- **Given task 1**
According to the discussion of UK politics that follows, why has the growth in the National Living Wage done less for the poorest workers than it might have? Answer in one to three sentences.

- **Page**

****************

The car gives us freedom. Its environmental impact can easily be mitigated with a good dose of pragmatism in place of absolutist dogma.

That freedom comes at a considerable total cost and no it cannot be easily mitigated - that is a fact.

No serious party can or should form a coalition with the Scottish nationalists unless they drop their demand to break up the UK.

Why? Surely if the UK was such a desirable place to be they wouldn't be arguing for an alternative??? The difference between that and the UK departing the EC is.........?

Regards

Richard
 
I think Labour are doing OK at the moment, will probably form the next government & then you can all moan about that.

What an odd place this is.
You miss the point that labour is adopting precisely that same promises on public spending as the Tories. We might have a change of government at the next general election, but we will not have a significant change to public spending, just a shuffling of deck chairs on a sinking ship.

If we are to tackle the social and environmental crises we are in, we will need government spending. We will not get that from the next government whatever colour their flags
 
Useful summary of why many people are struggling:

https://www.bbc.co.uk/news/uk-62128069

One key point:

'Rising in-work poverty

Yet while pay has stagnated for most people, the government points out that the poorest workers have received a boost through the growth in the National Living Wage.

At £9.50 an hour for over-23s, it is 42% higher than it was in 2015, making it one of the highest minimum wages in the world. However, two factors have limited the positive impact of this.

Families working minimum-wage jobs often require the benefits system to top up their incomes. But years of benefit changes, cuts and freezes have taken more than £30bn out of the welfare budget for working-age households.

Secondly, as more people move into the private rented sector, rising housing costs have undermined the benefit that higher employment levels and better pay for the worst-off should have brought.'

We need a Labour 'big picture' of how they would tackle increasing poverty. I can see that the business of Opposition is to oppose, and there's plenty of scope for that, but Labour need to do more than say 'We're not the Tories' to a) ensure victory at the next General Election and b) to make that victory worthwhile.
 
You miss the point that labour is adopting precisely that same promises on public spending as the Tories. We might have a change of government at the next general election, but we will not have a significant change to public spending, just a shuffling of deck chairs on a sinking ship.

****************

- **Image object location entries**
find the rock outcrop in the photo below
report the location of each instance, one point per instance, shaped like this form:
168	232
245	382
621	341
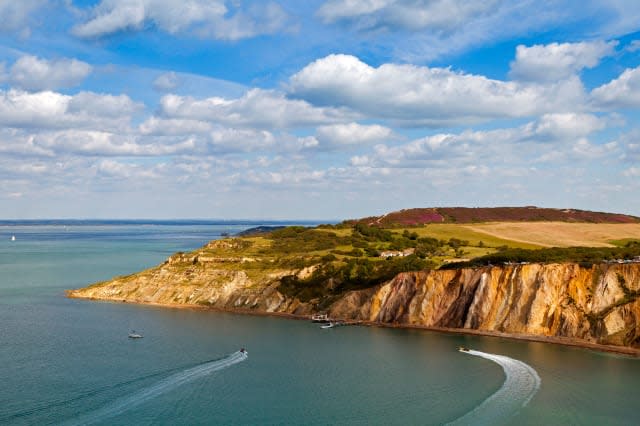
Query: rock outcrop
600	304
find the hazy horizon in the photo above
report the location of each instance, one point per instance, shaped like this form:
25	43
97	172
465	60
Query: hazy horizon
326	108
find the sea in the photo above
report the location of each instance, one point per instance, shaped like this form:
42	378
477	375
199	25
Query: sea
70	362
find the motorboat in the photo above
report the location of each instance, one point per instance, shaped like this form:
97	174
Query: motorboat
320	318
134	335
332	324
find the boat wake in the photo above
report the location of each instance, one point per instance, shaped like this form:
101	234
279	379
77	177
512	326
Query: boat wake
126	403
521	384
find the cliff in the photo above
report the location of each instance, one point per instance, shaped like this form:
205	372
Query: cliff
599	304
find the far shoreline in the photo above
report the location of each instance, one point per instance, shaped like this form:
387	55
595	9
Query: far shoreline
563	341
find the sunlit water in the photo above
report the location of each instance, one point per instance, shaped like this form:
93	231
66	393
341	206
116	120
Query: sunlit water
66	361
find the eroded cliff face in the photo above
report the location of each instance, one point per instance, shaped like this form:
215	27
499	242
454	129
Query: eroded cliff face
599	305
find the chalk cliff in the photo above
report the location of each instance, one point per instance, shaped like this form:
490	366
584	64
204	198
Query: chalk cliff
599	304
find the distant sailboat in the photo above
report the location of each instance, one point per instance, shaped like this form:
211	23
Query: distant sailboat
134	335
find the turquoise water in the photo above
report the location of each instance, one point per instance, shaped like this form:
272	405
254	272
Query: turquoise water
67	361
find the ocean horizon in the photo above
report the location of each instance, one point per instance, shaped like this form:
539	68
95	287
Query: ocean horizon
69	361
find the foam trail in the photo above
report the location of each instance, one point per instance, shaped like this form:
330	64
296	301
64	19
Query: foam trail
121	405
521	384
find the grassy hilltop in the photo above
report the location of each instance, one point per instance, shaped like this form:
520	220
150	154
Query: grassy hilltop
362	253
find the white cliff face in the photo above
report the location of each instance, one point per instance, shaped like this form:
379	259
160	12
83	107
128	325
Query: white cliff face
600	304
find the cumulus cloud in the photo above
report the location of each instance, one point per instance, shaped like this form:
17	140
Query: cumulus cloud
634	46
352	134
622	92
51	110
206	18
561	135
257	108
558	61
33	73
416	95
413	15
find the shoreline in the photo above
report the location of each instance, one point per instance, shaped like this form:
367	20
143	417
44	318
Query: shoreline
564	341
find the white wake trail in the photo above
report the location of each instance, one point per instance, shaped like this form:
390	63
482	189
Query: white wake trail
521	384
124	404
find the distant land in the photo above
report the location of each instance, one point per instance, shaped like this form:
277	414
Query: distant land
421	216
562	275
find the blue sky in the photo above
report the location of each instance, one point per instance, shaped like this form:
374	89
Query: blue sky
324	109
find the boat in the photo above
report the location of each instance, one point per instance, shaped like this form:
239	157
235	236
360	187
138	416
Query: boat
332	324
320	318
134	335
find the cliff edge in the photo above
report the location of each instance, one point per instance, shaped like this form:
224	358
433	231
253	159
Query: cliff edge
598	304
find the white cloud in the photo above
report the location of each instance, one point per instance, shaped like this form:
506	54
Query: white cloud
207	18
427	96
566	126
634	46
622	92
257	108
33	73
552	138
173	127
166	82
51	110
412	15
352	134
558	61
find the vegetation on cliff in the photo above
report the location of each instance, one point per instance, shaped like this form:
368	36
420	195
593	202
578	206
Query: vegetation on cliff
421	216
433	275
585	256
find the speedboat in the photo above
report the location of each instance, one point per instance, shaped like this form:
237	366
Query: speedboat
319	318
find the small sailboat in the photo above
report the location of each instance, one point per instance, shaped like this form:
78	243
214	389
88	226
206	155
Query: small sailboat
134	335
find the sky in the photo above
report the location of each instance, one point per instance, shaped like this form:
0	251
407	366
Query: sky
318	110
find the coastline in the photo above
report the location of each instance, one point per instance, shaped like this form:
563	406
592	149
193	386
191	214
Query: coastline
564	341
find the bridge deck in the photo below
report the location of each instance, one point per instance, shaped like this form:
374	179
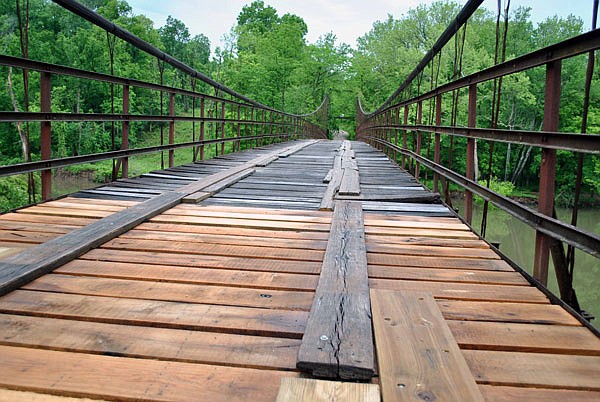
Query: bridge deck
211	300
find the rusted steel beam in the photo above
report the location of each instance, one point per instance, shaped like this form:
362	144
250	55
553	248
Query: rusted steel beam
418	149
586	241
125	134
43	165
202	111
437	146
566	141
34	65
575	46
461	19
171	128
39	66
97	19
46	133
102	117
404	134
470	173
223	128
547	169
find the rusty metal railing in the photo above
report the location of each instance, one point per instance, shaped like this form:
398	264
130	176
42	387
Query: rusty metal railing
230	118
389	128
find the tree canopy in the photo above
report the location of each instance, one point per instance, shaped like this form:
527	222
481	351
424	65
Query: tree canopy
268	58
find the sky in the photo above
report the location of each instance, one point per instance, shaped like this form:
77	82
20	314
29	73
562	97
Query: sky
347	19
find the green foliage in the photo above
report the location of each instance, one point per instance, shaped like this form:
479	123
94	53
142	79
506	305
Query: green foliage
13	192
268	58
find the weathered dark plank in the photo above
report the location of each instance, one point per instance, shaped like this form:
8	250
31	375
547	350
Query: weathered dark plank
338	341
24	267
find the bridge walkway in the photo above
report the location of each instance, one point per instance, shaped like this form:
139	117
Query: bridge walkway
209	281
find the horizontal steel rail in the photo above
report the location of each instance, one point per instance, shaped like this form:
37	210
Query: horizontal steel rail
33	65
575	46
461	19
98	20
37	166
11	117
589	143
586	241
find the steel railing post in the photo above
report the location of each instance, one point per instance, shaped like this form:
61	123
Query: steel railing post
547	169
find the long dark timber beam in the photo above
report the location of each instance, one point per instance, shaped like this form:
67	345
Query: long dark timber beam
338	340
32	263
588	242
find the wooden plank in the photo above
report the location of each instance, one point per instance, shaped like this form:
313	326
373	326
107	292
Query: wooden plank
350	183
559	339
7	395
432	251
49	220
223	184
196	197
247	223
425	198
204	261
43	229
426	241
503	393
327	203
266	214
68	212
191	316
418	224
265	161
121	378
438	262
448	275
215	249
21	236
255	241
207	276
22	268
149	342
262	211
305	389
465	291
67	204
233	231
506	312
435	233
535	369
99	202
417	354
181	292
338	340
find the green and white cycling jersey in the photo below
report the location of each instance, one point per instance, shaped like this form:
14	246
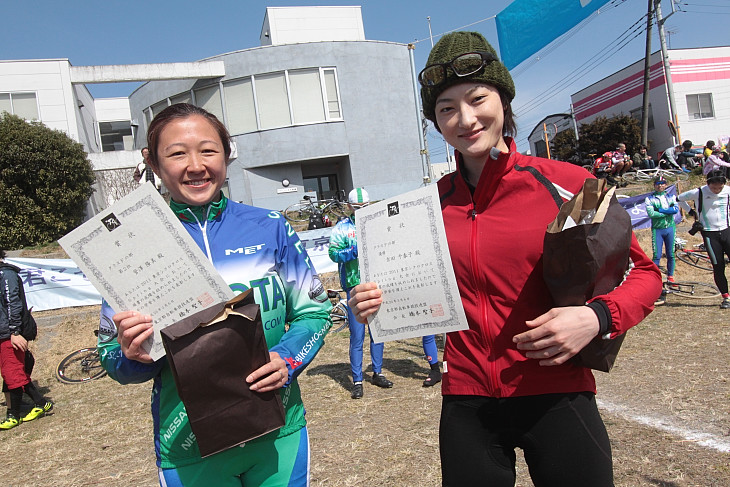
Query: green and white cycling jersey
251	248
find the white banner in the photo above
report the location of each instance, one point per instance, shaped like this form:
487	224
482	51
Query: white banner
55	283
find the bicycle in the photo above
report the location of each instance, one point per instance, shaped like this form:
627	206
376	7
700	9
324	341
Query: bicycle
693	290
80	366
315	212
339	312
646	175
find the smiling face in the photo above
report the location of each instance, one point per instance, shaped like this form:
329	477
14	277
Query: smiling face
191	160
471	119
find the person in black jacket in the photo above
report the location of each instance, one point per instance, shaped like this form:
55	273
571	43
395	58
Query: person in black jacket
14	368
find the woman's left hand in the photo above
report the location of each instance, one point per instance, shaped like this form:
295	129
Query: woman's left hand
269	377
558	335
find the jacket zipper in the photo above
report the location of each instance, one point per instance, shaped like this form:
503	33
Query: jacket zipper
491	367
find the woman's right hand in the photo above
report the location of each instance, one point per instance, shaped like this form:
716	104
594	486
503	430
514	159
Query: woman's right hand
133	329
365	300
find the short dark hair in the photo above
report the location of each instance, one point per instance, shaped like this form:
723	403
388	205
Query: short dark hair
179	111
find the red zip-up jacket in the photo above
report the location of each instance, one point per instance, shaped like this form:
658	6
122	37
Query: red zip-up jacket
496	241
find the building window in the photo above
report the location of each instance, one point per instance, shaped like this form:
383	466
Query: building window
116	136
636	113
699	106
23	105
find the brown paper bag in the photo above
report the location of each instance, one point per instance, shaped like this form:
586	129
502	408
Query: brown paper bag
588	259
210	354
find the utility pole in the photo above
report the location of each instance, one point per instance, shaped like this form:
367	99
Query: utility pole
446	144
667	72
647	77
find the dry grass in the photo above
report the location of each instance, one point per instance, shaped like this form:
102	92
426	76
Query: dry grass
673	366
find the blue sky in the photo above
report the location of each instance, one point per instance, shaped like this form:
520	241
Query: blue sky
94	32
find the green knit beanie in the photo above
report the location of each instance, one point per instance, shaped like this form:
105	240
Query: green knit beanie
452	45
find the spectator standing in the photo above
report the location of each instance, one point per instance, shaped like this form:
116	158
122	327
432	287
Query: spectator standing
642	160
715	219
14	314
661	208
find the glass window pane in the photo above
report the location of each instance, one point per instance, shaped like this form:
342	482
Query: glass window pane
158	107
306	96
240	110
333	104
24	105
272	100
181	98
5	105
693	106
210	99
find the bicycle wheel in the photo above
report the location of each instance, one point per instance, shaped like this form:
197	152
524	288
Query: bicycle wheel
338	315
80	366
298	212
693	290
695	259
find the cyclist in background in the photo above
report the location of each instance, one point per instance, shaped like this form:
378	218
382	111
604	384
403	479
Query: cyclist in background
190	150
662	208
715	219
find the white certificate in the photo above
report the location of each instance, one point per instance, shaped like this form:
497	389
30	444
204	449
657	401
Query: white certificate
139	257
402	247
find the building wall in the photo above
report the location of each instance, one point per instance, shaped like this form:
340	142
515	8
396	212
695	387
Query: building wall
701	70
49	79
377	138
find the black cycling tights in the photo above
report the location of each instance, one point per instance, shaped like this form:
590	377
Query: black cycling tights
717	244
562	435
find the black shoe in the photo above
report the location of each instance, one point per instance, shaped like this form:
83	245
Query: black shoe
380	381
434	376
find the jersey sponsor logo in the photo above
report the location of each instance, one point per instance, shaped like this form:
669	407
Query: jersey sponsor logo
292	363
249	250
304	352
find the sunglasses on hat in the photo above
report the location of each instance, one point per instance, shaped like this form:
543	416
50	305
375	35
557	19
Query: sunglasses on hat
462	65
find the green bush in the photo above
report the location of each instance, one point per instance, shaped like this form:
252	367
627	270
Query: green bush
45	183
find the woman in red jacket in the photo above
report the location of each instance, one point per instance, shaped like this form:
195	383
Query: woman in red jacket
508	380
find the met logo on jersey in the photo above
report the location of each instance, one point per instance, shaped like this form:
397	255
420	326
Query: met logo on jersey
251	249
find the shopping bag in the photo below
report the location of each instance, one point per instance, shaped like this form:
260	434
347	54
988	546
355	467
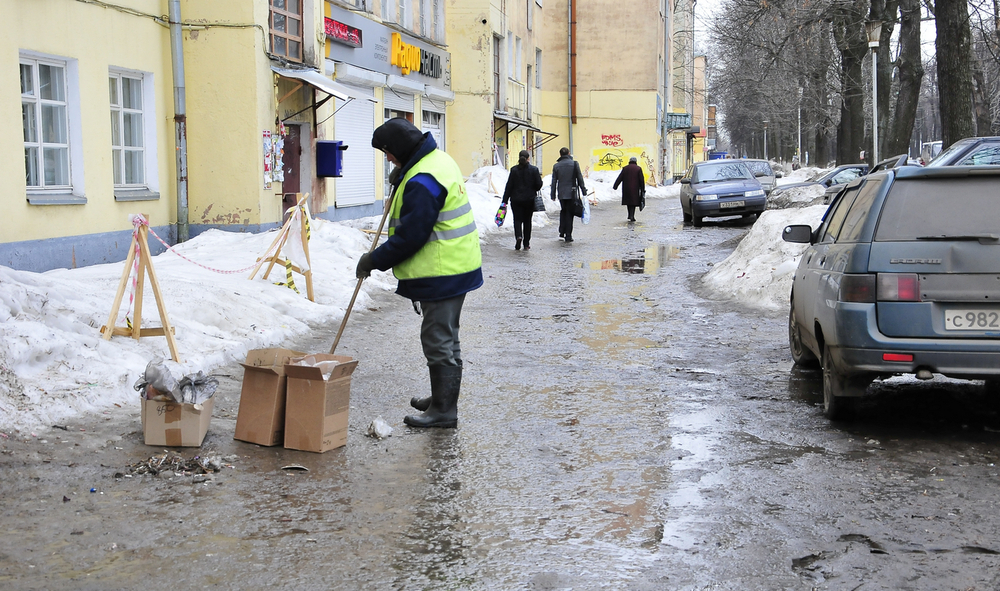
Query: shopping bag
501	214
539	202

****************

- **Given task 2**
Filter the entries above, keeping every line that contains the word "speedboat".

- **Worked solution 1**
Families in minimum-wage jobs often depend on benefits to top up their incomes, but years of benefit changes, cuts and freezes have removed more than £30bn from the welfare budget for working-age households. In addition, as more people move into the private rented sector, rising housing costs have undermined the gains that higher employment and better pay for the worst-off should have brought.

- **Worked solution 2**
find the speedboat in the photo above
Query: speedboat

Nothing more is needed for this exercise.